»»

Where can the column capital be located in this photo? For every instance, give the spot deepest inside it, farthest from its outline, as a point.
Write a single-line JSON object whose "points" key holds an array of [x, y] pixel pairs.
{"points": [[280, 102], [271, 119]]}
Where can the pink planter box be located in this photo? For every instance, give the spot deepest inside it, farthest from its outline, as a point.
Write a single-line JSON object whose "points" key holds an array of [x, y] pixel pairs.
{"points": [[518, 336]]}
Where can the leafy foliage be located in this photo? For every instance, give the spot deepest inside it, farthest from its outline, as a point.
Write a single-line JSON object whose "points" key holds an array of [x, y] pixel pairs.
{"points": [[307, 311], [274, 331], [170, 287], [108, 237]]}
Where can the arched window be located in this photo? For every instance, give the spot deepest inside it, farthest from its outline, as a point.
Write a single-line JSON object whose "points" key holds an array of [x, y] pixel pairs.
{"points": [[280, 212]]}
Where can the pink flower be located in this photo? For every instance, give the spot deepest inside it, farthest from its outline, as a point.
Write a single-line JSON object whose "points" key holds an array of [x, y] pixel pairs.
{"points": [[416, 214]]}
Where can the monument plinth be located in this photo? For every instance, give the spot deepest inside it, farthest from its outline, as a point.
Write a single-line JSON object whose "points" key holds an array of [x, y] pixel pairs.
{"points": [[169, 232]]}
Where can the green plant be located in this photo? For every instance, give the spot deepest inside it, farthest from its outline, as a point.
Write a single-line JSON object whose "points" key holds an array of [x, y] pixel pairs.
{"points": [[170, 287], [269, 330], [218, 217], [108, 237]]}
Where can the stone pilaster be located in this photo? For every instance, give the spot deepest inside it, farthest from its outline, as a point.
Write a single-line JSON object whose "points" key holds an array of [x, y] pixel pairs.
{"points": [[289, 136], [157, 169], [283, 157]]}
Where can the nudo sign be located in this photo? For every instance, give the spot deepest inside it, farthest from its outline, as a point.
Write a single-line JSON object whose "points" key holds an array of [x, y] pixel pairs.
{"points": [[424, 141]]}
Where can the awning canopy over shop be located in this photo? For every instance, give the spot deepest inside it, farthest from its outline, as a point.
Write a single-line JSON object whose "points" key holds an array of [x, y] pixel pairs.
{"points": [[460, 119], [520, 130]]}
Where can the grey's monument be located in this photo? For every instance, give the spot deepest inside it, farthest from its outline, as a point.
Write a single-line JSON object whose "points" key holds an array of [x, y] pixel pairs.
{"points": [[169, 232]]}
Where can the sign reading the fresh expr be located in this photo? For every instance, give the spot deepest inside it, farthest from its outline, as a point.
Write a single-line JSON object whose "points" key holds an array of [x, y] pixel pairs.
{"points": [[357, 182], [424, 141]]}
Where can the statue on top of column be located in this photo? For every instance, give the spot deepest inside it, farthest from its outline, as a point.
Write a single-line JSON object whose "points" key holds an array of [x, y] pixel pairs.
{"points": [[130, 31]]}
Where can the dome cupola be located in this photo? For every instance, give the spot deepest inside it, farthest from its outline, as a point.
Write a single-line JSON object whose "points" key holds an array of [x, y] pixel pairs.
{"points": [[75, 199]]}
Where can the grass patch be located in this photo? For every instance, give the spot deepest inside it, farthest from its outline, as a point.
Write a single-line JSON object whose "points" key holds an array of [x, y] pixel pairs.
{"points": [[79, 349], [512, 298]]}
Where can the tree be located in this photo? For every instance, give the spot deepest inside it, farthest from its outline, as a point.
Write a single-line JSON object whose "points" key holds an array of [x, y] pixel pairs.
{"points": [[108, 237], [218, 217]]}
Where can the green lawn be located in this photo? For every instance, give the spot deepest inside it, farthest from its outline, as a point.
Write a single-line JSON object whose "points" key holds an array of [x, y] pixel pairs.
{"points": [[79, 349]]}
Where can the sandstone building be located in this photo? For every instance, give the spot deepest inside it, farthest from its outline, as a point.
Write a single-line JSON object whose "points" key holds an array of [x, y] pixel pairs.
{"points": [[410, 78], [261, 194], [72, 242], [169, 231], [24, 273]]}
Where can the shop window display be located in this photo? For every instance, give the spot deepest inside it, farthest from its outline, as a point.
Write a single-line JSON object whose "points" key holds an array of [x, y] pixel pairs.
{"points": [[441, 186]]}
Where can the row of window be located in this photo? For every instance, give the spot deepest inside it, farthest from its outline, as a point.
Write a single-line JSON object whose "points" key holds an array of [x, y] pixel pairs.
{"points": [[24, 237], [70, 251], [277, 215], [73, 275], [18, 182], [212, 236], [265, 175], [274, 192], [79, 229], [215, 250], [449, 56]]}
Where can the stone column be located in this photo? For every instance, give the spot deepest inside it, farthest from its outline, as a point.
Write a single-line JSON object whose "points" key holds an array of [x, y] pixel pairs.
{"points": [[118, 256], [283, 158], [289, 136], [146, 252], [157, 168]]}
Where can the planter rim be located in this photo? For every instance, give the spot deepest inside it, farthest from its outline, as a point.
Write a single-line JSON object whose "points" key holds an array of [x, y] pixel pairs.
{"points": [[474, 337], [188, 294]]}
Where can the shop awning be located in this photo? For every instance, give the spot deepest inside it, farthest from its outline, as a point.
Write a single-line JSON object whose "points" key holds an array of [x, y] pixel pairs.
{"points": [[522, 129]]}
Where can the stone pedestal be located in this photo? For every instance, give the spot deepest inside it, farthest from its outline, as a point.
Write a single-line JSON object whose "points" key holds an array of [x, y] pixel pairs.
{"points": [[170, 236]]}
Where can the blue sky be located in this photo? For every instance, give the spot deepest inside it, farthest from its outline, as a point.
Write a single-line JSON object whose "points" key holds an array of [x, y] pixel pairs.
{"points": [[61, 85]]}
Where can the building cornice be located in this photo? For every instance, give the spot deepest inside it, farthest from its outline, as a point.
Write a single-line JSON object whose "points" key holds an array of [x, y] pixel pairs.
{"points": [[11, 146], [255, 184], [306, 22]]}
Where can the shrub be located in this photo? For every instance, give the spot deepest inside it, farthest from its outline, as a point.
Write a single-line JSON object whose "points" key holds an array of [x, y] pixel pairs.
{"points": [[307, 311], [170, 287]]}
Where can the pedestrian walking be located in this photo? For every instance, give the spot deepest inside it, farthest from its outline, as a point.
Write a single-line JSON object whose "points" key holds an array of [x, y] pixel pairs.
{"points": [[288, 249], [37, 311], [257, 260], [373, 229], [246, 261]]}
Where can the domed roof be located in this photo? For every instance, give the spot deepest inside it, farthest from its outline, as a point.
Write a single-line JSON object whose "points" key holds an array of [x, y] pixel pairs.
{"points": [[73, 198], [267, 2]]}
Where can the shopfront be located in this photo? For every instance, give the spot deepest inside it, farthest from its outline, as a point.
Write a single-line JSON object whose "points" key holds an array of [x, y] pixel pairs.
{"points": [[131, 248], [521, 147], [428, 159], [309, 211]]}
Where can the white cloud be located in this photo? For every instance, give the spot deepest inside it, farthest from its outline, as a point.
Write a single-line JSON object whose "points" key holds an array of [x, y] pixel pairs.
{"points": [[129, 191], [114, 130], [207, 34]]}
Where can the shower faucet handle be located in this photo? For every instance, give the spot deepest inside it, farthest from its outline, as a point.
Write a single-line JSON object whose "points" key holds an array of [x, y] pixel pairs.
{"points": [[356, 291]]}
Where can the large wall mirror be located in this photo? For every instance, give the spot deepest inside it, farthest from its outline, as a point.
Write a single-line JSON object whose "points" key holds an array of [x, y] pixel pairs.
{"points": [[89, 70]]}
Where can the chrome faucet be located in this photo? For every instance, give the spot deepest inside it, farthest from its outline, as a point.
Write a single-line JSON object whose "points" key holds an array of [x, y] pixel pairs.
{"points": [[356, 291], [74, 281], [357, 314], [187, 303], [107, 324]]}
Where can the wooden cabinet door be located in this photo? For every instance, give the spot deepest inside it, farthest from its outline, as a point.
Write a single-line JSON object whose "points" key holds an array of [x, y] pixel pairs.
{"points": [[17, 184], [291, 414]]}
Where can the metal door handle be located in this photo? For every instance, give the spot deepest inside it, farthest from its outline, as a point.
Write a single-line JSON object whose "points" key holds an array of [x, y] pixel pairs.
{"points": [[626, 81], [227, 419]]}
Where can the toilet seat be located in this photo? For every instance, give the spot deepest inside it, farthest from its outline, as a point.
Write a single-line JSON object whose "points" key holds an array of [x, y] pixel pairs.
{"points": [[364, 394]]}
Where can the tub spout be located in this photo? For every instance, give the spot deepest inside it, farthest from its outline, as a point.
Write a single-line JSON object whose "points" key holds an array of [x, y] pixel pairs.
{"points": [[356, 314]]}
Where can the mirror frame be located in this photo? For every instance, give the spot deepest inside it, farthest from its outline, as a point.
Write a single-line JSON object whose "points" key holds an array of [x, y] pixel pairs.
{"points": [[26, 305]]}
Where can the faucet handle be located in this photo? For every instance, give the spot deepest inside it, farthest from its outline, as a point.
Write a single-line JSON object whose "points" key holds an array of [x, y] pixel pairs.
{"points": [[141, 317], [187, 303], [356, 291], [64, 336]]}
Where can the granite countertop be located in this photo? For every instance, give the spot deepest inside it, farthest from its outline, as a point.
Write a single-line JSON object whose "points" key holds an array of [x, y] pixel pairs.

««

Beginning with the line that contains "Where can the mirror", quote each line exactly through the last line of the entries above, and nothing beyond them.

» SOLUTION FOR THIS TASK
Where can the mirror frame be located in this photo? For every instance, give the spot deepest inside it, farthest from its outline, as a point.
Write a single-line JSON object whose "points" key holds an array of [x, y] pixel pairs.
{"points": [[26, 305]]}
Where can the faucet handle be located in this photo? For every instance, give the spot deepest inside it, farthest from its outline, as a point.
Write a single-line JSON object whose "points" key holds an array of [x, y] pixel pairs.
{"points": [[141, 317], [187, 303], [356, 291], [64, 336]]}
Where can the granite countertop be located in this photo? For every instance, give the spot deepest inside it, farthest from its outline, as a point.
Write a single-line JSON object whose "points" key holds an array of [x, y] pixel pairs.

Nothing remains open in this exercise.